● Work instructions: Each line below must be set down exactly as it stands.

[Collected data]
====================

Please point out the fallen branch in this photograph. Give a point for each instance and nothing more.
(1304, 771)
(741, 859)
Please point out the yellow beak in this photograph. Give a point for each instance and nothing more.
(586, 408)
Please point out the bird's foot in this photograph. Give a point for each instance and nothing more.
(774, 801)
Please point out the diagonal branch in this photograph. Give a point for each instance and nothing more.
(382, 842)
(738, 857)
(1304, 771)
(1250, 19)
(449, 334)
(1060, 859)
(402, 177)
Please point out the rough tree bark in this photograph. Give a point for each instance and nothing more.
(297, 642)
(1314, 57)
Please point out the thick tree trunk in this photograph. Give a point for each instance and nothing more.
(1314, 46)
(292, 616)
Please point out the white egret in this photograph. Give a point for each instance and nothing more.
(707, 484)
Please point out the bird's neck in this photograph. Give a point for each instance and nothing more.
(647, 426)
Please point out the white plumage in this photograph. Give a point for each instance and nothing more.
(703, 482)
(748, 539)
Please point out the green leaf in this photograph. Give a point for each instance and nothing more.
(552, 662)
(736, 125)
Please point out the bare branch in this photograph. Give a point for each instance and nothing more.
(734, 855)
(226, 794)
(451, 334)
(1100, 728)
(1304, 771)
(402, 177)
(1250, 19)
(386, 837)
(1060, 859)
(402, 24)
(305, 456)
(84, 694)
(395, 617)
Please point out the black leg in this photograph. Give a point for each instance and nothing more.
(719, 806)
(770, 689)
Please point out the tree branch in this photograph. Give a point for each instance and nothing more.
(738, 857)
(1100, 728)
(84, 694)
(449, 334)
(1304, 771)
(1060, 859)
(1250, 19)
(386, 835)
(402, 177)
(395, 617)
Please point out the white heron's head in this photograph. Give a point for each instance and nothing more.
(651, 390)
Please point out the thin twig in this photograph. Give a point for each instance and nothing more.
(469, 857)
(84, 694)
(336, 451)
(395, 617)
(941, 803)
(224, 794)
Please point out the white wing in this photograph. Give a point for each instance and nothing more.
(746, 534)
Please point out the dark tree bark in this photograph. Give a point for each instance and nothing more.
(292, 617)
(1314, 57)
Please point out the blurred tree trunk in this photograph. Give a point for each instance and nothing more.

====================

● Exercise answer:
Please point out the fallen branch in this photograph. Give a point for each instance and nothing more.
(1304, 771)
(741, 859)
Please point out the yellow beak in this photograph. Give a point for each instance and nothing more.
(586, 408)
Please point out the bird's foot in this photograph. Give a point for each instance and nothing more.
(774, 801)
Please point out the diagonal branch in this photograph. Give a point for each instance and nothing more.
(382, 842)
(738, 857)
(1304, 771)
(1250, 19)
(449, 334)
(1060, 859)
(402, 177)
Please point out the rough tree bark in this photograph. Give a point for each instance and nothing more.
(297, 642)
(1314, 57)
Please point out the thick tree trunk in this photograph. Give a point for each instance and nothing more.
(1314, 46)
(292, 616)
Please point out the white egret in this photograph. Give a point for each instance and nothing more.
(707, 484)
Please point out the bird's neck in this photograph. Give a point for each instance and nothing more.
(647, 426)
Please point out the white plumage in this photograph. Give a point for each instance and nothing more.
(703, 482)
(748, 539)
Please point out the green leaf in this photograph. Give a point for each instance and nothing more.
(552, 662)
(736, 125)
Please point out the bare branch in this photograph. Give a point for each instance and nothing more.
(734, 855)
(226, 794)
(451, 334)
(1100, 728)
(1304, 771)
(402, 177)
(1250, 19)
(386, 837)
(1060, 859)
(402, 24)
(305, 456)
(84, 694)
(395, 617)
Please point out the black leg in this photograph. Give a point for each instance and nothing more.
(719, 806)
(770, 689)
Please point out the tree branch in this photograph. Give a point for each instance and nothing more.
(738, 857)
(1100, 728)
(84, 694)
(449, 334)
(1304, 771)
(1060, 859)
(1250, 19)
(386, 835)
(402, 177)
(395, 617)
Please point out the white heron's head in this photograph. Give a point for each instance and nothing more.
(651, 390)
Please point out the thin twig in this photograph. Give a point for each instance and nothing more.
(469, 857)
(84, 694)
(336, 451)
(395, 617)
(941, 803)
(224, 794)
Please point out the white wing in this photograph. Give a point for each instance and nothing more.
(746, 534)
Please point out the dark tree bark in this photograph. Give a point for each instance and nothing more.
(292, 617)
(1314, 57)
Please point out the blurred tree trunk in this photograph. Give a point for each instance and nothing more.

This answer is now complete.